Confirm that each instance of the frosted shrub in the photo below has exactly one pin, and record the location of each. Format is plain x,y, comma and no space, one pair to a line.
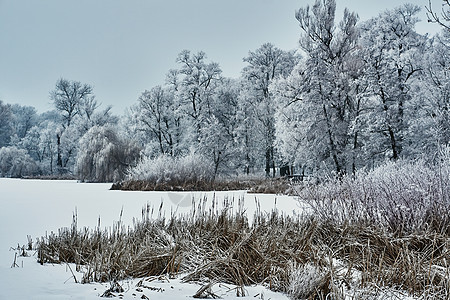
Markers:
15,162
401,196
164,169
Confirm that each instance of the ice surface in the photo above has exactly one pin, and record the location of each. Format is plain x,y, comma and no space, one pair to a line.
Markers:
34,207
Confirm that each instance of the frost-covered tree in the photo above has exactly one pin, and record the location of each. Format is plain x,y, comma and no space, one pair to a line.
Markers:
104,155
70,98
194,84
218,132
23,119
263,66
77,108
155,120
319,100
5,124
427,113
443,17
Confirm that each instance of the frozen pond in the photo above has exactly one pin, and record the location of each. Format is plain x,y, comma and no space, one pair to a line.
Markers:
34,207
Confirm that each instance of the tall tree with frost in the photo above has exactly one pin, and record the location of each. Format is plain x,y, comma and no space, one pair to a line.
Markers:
321,90
154,117
5,124
393,51
264,65
428,111
104,156
194,84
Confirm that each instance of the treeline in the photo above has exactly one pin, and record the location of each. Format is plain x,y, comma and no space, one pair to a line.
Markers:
354,95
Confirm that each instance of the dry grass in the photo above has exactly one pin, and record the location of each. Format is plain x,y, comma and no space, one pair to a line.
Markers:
369,237
253,185
299,255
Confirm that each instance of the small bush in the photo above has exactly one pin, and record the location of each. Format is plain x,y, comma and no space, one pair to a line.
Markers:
402,196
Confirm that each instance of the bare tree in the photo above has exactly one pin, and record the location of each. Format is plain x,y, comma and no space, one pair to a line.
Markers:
69,97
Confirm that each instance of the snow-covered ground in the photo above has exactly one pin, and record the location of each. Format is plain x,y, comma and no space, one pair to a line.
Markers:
35,207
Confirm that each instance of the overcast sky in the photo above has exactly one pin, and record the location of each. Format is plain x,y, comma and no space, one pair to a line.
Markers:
125,47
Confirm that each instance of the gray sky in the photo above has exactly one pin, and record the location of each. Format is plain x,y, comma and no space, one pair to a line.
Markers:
125,47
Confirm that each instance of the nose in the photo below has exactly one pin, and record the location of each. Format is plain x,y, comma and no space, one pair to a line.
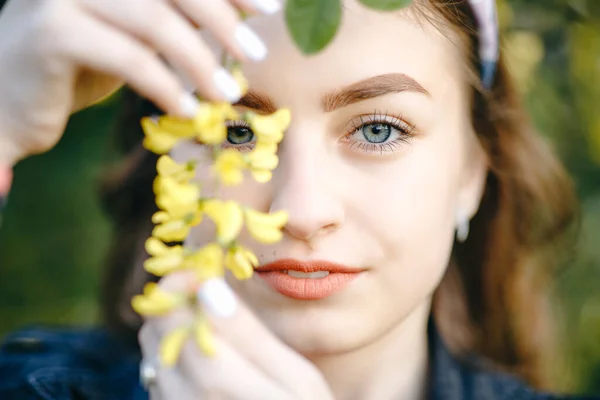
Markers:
305,188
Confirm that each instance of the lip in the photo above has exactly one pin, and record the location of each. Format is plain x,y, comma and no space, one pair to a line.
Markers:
307,288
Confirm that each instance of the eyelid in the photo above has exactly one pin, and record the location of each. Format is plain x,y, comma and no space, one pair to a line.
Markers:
396,121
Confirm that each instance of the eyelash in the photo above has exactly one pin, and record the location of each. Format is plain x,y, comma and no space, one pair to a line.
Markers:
405,129
406,132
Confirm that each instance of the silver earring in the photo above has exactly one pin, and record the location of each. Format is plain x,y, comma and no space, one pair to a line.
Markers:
462,226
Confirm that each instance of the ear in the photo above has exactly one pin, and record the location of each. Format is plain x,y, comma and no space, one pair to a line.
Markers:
474,176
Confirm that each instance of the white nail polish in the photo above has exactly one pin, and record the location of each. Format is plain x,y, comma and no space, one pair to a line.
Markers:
227,85
249,41
189,105
267,6
218,298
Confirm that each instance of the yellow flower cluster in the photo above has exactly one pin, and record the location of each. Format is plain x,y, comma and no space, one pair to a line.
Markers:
182,206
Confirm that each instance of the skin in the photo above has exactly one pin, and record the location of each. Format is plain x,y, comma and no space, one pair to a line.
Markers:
392,210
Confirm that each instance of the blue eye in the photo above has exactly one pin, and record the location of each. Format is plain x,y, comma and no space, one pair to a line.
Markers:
377,132
239,135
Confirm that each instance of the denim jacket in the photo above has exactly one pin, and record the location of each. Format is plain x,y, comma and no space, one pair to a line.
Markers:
90,364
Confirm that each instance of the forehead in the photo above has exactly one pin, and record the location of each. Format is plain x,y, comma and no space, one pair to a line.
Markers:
368,43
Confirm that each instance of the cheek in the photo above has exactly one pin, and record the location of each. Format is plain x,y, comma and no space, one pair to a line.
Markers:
410,202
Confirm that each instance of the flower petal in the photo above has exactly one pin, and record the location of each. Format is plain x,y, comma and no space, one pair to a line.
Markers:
171,345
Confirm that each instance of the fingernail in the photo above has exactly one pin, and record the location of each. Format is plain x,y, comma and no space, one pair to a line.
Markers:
267,6
249,41
227,85
218,298
189,105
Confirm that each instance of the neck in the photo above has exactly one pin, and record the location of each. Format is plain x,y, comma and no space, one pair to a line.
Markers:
393,367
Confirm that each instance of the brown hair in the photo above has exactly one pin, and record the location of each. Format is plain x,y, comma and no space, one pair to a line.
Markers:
492,300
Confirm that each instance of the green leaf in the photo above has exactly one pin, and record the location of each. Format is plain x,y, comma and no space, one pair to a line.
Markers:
386,5
313,23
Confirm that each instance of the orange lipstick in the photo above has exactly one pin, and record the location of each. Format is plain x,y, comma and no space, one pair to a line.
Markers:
307,280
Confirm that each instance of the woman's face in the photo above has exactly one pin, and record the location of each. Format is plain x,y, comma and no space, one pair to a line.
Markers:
379,158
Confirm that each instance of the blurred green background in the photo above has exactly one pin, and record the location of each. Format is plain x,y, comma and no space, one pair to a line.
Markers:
55,236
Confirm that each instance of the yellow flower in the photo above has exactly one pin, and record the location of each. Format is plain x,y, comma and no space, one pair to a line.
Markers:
155,301
171,345
177,198
204,337
265,228
183,128
166,166
229,166
270,128
164,259
157,139
206,262
210,122
262,175
241,262
228,219
241,80
174,229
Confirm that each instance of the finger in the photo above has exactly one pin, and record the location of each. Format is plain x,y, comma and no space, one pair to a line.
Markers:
170,385
237,325
226,375
159,24
101,47
221,18
258,6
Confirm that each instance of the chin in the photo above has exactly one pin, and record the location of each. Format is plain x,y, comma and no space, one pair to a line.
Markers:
320,332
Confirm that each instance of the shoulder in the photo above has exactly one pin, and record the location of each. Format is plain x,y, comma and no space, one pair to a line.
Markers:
478,381
64,364
457,379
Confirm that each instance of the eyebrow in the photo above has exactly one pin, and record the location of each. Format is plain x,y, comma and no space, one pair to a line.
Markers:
359,91
256,101
370,88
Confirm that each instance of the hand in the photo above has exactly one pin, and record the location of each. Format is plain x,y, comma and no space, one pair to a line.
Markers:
57,57
250,362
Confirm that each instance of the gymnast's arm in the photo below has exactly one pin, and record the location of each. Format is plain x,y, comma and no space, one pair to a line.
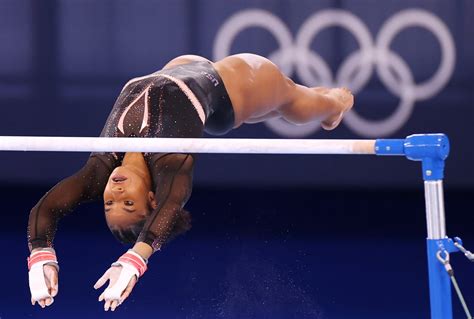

□ □ □ □ □ □ □

_Task directions_: Return each line above that contains the word "snow". Case counts.

_Correct answer_:
Confirm that each instance of the snow-covered ground in the photo above has exactly one pin, and record the location of each. Format is plain x,y, comma and no space, one pair to a line.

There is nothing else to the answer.